About this task
Rewrite the data from its first line through the line containing "positive clicks: (774, 913)", replacing "rough mask" with "coarse mask" and changing nothing else.

#### Dataset excerpts

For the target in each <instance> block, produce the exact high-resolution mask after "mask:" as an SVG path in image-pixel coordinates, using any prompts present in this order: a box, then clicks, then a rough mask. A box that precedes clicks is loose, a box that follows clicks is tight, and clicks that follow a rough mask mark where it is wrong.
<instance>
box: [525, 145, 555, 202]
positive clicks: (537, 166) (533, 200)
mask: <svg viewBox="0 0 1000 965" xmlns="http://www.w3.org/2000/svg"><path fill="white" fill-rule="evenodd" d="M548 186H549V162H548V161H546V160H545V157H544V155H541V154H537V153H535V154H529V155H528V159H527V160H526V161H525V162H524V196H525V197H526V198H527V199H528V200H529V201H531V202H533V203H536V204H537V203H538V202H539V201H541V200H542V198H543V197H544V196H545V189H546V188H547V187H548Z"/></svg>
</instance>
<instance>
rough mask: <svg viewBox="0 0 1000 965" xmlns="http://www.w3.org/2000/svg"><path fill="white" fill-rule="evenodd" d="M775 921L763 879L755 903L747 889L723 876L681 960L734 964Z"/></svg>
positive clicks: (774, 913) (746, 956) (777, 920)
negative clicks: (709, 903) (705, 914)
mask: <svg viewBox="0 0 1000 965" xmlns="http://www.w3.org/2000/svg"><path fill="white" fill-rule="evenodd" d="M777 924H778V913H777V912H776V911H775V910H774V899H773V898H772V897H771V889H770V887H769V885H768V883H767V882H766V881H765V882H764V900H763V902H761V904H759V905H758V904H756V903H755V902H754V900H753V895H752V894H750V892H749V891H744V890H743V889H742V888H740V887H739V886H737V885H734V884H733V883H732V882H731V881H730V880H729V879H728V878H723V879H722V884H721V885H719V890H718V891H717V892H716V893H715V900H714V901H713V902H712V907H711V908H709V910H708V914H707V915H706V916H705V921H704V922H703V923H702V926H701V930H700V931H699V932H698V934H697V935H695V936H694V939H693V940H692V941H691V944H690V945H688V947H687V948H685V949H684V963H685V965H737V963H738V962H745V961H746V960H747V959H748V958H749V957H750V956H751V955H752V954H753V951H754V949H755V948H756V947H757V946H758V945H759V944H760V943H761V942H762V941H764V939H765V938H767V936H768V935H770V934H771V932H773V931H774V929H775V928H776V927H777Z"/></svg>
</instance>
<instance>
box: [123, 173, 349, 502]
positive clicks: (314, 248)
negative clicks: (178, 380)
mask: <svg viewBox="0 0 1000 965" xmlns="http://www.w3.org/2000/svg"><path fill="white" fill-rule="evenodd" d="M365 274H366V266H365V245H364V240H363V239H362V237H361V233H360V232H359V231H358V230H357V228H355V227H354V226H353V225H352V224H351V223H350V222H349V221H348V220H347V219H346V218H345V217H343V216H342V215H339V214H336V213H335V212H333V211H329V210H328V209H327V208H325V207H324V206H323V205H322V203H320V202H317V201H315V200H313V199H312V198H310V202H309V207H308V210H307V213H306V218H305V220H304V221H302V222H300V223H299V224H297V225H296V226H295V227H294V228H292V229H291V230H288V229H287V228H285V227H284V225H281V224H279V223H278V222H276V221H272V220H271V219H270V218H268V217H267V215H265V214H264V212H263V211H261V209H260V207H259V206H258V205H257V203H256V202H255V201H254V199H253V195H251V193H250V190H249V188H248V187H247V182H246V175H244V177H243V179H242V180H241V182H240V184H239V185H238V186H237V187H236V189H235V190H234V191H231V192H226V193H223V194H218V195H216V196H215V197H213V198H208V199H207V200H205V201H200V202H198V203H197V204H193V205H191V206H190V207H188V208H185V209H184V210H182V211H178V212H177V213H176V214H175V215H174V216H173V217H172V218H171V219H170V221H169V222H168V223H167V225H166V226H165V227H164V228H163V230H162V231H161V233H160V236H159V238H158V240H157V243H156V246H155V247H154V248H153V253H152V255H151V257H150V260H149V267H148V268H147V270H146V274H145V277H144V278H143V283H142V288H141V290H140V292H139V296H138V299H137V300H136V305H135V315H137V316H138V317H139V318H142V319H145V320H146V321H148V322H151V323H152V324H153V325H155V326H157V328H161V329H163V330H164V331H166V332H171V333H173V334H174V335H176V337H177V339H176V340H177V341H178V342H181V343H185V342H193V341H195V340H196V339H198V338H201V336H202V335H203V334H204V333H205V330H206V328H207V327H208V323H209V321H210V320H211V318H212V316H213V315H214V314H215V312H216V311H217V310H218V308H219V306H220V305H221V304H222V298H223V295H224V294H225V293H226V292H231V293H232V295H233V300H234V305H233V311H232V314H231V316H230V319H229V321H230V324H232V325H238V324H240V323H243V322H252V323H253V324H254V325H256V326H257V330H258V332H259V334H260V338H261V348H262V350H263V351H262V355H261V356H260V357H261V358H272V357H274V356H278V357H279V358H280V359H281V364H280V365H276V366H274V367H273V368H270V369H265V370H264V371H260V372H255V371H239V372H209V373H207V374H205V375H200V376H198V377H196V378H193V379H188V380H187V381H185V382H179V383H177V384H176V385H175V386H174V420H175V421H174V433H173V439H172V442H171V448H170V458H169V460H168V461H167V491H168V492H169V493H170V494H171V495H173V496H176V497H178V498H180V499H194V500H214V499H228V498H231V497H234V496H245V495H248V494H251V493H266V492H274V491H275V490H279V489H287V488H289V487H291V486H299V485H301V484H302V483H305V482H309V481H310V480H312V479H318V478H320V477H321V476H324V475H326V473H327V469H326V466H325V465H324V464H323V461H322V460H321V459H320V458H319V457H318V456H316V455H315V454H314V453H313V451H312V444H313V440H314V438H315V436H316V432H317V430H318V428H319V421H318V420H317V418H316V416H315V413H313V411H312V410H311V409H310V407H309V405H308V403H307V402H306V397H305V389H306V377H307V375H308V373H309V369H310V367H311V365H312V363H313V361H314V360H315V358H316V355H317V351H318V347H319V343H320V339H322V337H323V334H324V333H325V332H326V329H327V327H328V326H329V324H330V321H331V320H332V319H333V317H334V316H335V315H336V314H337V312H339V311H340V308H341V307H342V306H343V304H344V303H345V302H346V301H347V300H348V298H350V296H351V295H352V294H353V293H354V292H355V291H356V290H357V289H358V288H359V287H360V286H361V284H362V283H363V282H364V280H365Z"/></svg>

########

Reply
For the target in each <instance> block, produce the exact high-resolution mask after "mask:" as an SVG path in image-pixel coordinates, using any prompts present in this order: a box, then clicks, then a coarse mask. A box that precedes clicks is loose, a box that follows clicks is tight, and clicks that follow a coarse mask mark where it is wrong.
<instance>
box: [525, 145, 555, 202]
positive clicks: (537, 166) (533, 200)
mask: <svg viewBox="0 0 1000 965" xmlns="http://www.w3.org/2000/svg"><path fill="white" fill-rule="evenodd" d="M548 186H549V162H548V161H546V160H545V157H544V155H541V154H537V153H535V154H529V155H528V159H527V160H526V161H525V162H524V196H525V197H526V198H527V199H528V200H529V201H531V202H533V203H536V204H537V203H538V202H539V201H541V200H542V198H543V197H544V196H545V189H546V188H547V187H548Z"/></svg>
</instance>
<instance>
coarse mask: <svg viewBox="0 0 1000 965" xmlns="http://www.w3.org/2000/svg"><path fill="white" fill-rule="evenodd" d="M775 921L763 879L755 903L747 889L723 876L681 960L734 964Z"/></svg>
positive clicks: (774, 913) (746, 956) (777, 920)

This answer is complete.